→ **Goal of the exercise**: Only an exact repetition of the entries will do.

→ **Source data**:

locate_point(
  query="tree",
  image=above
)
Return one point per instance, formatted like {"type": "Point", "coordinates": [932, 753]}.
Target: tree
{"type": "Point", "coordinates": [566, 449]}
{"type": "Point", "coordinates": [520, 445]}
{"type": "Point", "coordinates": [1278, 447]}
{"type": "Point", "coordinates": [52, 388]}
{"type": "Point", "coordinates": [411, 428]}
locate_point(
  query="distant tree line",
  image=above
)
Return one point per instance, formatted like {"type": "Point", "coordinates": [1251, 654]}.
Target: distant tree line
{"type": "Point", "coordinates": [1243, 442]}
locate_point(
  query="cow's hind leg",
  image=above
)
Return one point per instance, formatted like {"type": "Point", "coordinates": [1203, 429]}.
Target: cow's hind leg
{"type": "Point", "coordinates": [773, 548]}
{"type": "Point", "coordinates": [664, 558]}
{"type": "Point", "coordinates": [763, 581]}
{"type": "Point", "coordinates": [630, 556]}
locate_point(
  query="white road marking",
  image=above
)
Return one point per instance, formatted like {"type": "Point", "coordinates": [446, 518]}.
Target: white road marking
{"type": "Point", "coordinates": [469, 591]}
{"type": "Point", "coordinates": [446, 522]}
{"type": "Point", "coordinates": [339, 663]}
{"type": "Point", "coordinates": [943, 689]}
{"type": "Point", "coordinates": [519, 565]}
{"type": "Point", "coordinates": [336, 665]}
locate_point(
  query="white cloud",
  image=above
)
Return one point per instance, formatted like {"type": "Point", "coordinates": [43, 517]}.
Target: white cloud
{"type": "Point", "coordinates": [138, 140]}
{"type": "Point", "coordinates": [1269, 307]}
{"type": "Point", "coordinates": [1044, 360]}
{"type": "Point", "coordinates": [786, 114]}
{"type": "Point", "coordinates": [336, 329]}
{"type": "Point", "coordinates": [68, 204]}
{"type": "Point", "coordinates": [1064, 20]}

→ **Output of the task**:
locate_point(
  query="tree",
  image=above
)
Return one point per instance, formatted like {"type": "Point", "coordinates": [932, 753]}.
Target: tree
{"type": "Point", "coordinates": [566, 449]}
{"type": "Point", "coordinates": [520, 445]}
{"type": "Point", "coordinates": [1278, 447]}
{"type": "Point", "coordinates": [52, 388]}
{"type": "Point", "coordinates": [411, 428]}
locate_point(
  query="distant tree line",
  image=above
)
Return one point per instance, formatted like {"type": "Point", "coordinates": [1251, 654]}.
Target: distant tree line
{"type": "Point", "coordinates": [1243, 442]}
locate_point(
  query="cow's hind leg",
  image=above
)
Return one point per instance, formatted like {"type": "Point", "coordinates": [1203, 429]}.
Target: cow's hind leg
{"type": "Point", "coordinates": [773, 548]}
{"type": "Point", "coordinates": [664, 558]}
{"type": "Point", "coordinates": [763, 581]}
{"type": "Point", "coordinates": [630, 556]}
locate_point(
  query="white road marking",
  image=above
)
Return one point per instance, formatted like {"type": "Point", "coordinates": [446, 518]}.
Target: white road marking
{"type": "Point", "coordinates": [469, 591]}
{"type": "Point", "coordinates": [446, 522]}
{"type": "Point", "coordinates": [339, 663]}
{"type": "Point", "coordinates": [943, 689]}
{"type": "Point", "coordinates": [519, 565]}
{"type": "Point", "coordinates": [336, 665]}
locate_point(
  query="white cloud",
  image=above
)
Return one point per instance, formatted like {"type": "Point", "coordinates": [43, 517]}.
Target: white cloud
{"type": "Point", "coordinates": [138, 140]}
{"type": "Point", "coordinates": [1269, 307]}
{"type": "Point", "coordinates": [1044, 360]}
{"type": "Point", "coordinates": [786, 114]}
{"type": "Point", "coordinates": [336, 329]}
{"type": "Point", "coordinates": [68, 204]}
{"type": "Point", "coordinates": [1064, 20]}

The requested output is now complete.